──────── Provided passage ────────

The notes have not been and will not be registered under the Financial Instrument and Exchange Law of Japan (the “Financial Instrument and Exchange Law”) and each underwriter has represented and agreed that it will not offer or sell any securities, directly or indirectly, in Japan or to, or for the benefit of, any resident of Japan (which term as used herein means any person resident in Japan, including any corporation or other entity organized under the laws of Japan), or to others for re-offering or resale, directly or indirectly, in Japan or to a resident of Japan, except pursuant to an exemption from the registration requirements of, and otherwise in compliance with, the Financial Instrument and Exchange Law and any other applicable laws, regulations and ministerial guidelines of Japan.

──────── Material ────────

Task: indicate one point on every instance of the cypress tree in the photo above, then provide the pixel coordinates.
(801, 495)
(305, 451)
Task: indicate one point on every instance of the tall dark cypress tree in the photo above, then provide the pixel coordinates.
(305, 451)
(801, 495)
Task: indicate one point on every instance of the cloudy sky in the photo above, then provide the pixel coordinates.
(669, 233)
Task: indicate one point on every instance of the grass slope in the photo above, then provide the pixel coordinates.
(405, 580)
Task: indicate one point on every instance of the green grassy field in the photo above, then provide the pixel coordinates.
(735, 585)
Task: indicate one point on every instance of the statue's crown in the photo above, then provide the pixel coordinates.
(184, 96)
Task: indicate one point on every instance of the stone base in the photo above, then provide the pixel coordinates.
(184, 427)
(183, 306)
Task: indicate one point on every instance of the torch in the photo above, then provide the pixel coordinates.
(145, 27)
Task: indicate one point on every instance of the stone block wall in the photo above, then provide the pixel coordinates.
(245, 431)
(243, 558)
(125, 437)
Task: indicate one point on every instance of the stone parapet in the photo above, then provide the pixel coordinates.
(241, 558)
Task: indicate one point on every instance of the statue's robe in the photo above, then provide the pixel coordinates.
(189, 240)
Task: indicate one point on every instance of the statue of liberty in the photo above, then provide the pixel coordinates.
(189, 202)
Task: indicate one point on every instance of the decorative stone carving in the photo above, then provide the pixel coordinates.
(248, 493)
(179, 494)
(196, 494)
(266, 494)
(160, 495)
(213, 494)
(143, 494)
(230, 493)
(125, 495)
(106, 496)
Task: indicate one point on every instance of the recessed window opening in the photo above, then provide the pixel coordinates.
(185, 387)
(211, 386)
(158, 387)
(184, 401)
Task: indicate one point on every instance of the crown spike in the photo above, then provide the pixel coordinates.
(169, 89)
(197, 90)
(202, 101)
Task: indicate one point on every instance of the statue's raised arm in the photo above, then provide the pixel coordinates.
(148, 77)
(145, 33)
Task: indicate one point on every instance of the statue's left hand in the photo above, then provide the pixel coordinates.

────────

* Short exercise A: According to the provided passage, who counts as a resident of Japan?
* Short exercise B: Show every line of the listing that contains the word "crown".

* Full answer A: Any person resident in Japan, including any corporation or other entity organized under the laws of Japan.

* Full answer B:
Task: indicate one point on every instance of the statue's crown in the photo above, then provide the pixel coordinates.
Task: indicate one point on every instance of the crown spike in the photo above, then provide the pixel coordinates.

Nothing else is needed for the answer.